(Items from a point labeling set)
= = = =
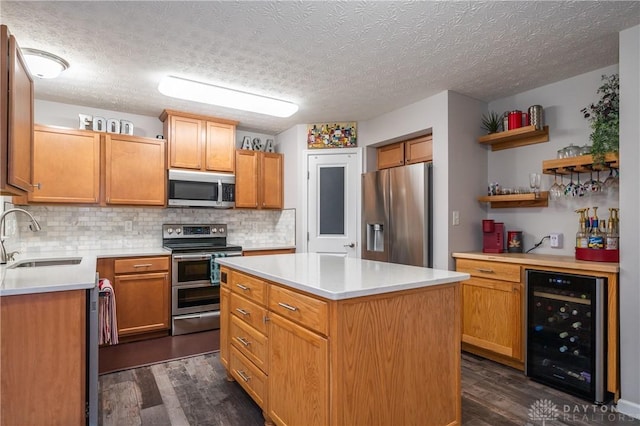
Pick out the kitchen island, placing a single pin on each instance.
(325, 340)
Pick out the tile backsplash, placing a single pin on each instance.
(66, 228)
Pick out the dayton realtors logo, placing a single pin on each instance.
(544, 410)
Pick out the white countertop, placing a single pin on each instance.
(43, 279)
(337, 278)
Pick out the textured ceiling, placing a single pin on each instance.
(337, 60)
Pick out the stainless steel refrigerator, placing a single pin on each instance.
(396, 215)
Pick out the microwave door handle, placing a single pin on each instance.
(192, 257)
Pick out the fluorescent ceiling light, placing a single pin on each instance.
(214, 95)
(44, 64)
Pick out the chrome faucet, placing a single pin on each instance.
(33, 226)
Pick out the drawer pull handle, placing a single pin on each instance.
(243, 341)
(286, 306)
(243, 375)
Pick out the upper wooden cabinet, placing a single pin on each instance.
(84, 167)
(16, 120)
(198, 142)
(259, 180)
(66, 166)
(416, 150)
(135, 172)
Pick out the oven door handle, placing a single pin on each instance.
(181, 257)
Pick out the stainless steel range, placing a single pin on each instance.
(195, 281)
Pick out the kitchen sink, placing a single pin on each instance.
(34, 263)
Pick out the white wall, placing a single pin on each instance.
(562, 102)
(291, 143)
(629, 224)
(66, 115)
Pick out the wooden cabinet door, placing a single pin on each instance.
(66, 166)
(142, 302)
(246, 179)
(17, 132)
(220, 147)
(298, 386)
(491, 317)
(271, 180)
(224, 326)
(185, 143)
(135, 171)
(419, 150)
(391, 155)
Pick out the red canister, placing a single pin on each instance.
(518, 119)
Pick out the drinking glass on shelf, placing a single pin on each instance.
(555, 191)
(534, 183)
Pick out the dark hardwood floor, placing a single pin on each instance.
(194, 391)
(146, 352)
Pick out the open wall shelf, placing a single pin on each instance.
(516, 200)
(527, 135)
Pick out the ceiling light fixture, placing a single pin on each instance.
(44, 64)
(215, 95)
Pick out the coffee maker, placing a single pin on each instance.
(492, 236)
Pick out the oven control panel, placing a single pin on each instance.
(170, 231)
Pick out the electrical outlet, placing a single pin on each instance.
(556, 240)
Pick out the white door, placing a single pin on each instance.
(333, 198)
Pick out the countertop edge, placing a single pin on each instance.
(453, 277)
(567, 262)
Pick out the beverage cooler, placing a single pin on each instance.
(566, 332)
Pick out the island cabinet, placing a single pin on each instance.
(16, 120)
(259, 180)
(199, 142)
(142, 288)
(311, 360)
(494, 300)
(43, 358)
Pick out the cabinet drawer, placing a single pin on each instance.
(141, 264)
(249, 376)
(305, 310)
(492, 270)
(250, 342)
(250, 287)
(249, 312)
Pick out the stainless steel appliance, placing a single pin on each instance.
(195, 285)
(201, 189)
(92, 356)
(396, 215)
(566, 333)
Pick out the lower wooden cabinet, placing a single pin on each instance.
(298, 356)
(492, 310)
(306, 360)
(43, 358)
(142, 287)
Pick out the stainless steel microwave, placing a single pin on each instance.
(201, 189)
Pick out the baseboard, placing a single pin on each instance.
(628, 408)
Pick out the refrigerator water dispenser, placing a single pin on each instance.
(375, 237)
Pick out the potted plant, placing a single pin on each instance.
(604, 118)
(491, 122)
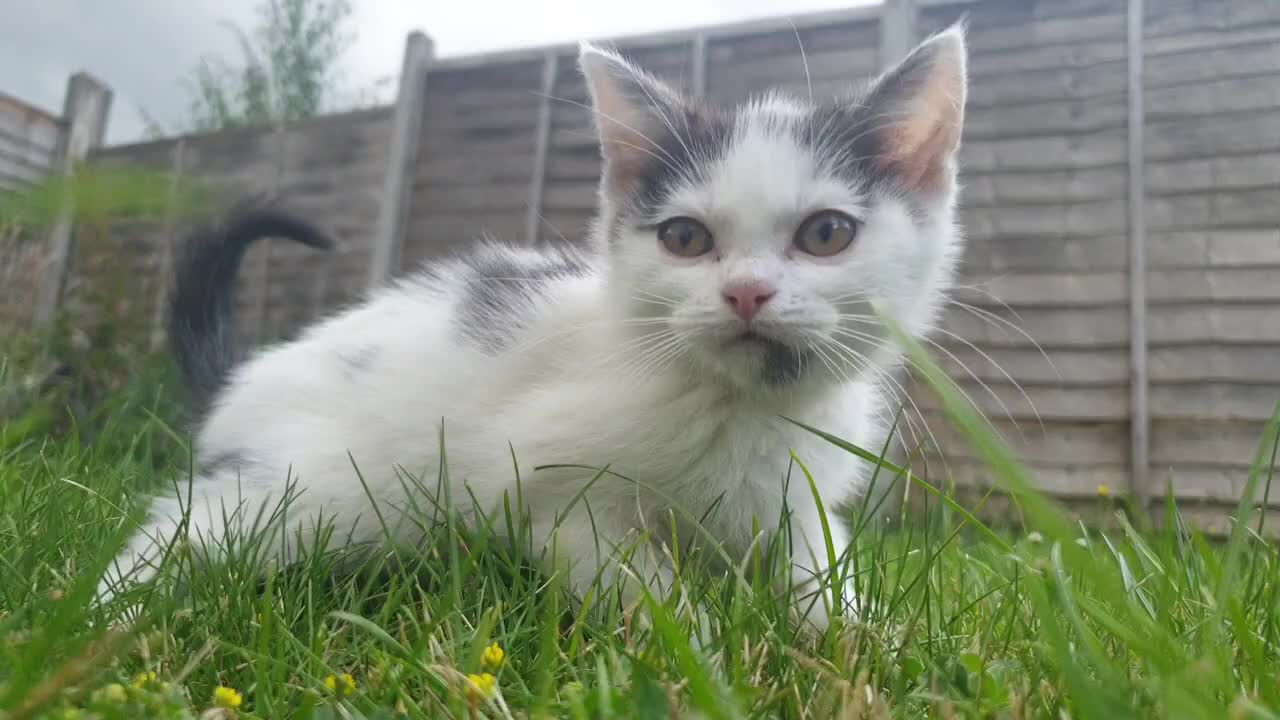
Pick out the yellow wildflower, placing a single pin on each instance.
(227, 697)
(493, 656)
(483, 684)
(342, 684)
= = = =
Give back every item above word for word, but leave out the pictures.

Pick out the kitchen island, placing a single pin on each instance.
(325, 340)
Pick out the tile backsplash, placing a single pin on each instance.
(66, 228)
Pick out the dayton realtors logo, placing a single pin on each instance.
(544, 410)
Pick out the white countertop, placing a single pin on each instance.
(43, 279)
(337, 278)
Pick out the textured ceiling, placing a single pin on each instance.
(337, 60)
Pick out the stainless steel refrigerator, placing a single pin on each instance.
(396, 215)
Pick out the microwave door handle, placing a single pin on each instance.
(192, 257)
Pick out the fluorescent ceiling light, placing a single pin on each instance.
(214, 95)
(44, 64)
Pick out the chrome faucet, placing a single pin on each instance.
(33, 226)
Pick out the drawer pull handle, placing a single pin on each instance.
(243, 341)
(286, 306)
(243, 375)
Pick out the upper wooden cabinet, placing a single pin on each instance.
(84, 167)
(16, 120)
(198, 142)
(259, 180)
(66, 166)
(416, 150)
(135, 172)
Pick out the oven door handle, placing a single pin on each instance.
(181, 257)
Pick out the stainless steel range, placing a single pin on each instance.
(195, 281)
Pick out the kitchen sink, placing a single pin on each instance.
(34, 263)
Pick out the white wall, placing a single pin on each instance.
(562, 102)
(291, 143)
(629, 224)
(66, 115)
Pick out the wooden cabinet door, placing a single pin on each instance.
(66, 166)
(142, 302)
(246, 179)
(17, 132)
(220, 147)
(298, 386)
(491, 317)
(271, 180)
(224, 326)
(185, 143)
(135, 171)
(419, 150)
(391, 155)
Pick out the red canister, placing a single pin on each instance.
(518, 119)
Pick out the drinking glass on shelf, placing a single pin on each instance.
(555, 191)
(534, 183)
Pick out the dark hardwood floor, placing a single pin on each instance.
(194, 391)
(146, 352)
Pick out the open wall shelf, placing a single pin on each instance.
(516, 200)
(527, 135)
Pick out the ceiling light fixture, placing a single pin on each instance.
(44, 64)
(215, 95)
Pick out the coffee maker, placing a single pin on each instance.
(492, 236)
Pick out the oven control panel, placing a single pin on each instance.
(170, 231)
Pick out the electrical outlet, placing a single pin on each instance.
(556, 240)
Pick out the white door, placing a single pin on each instance.
(333, 198)
Pick out the countertop edge, placing a single pin on each instance.
(453, 277)
(567, 262)
Pick out the beverage cooler, placing a single pin on each instance.
(566, 332)
Pick out the island cabinet, placing a single pin on each instance.
(16, 120)
(259, 180)
(199, 142)
(142, 288)
(311, 360)
(494, 300)
(43, 358)
Pick out the cabinet drawer, placing a single pin on each instance.
(141, 264)
(249, 376)
(305, 310)
(492, 270)
(250, 342)
(250, 287)
(249, 312)
Pick out the stainless steel appliance, placing a single pin on each instance.
(195, 285)
(201, 189)
(92, 356)
(396, 215)
(566, 333)
Pick out the lower wooden cabinet, placing a single pin on each instance.
(298, 356)
(492, 310)
(306, 360)
(43, 358)
(142, 287)
Pick out the stainless steel microwave, placing a single pin on each instance.
(201, 189)
Pick out the baseboard, placing a single pin on each instance.
(628, 408)
Pick out the refrigerator water dispenser, placing a single pin on each instance.
(375, 237)
Pick out the potted plant, placing a single pin on each instance.
(604, 118)
(491, 122)
Pick out the yellow wildflower, placing a single pin on each instance.
(227, 697)
(493, 656)
(483, 684)
(342, 684)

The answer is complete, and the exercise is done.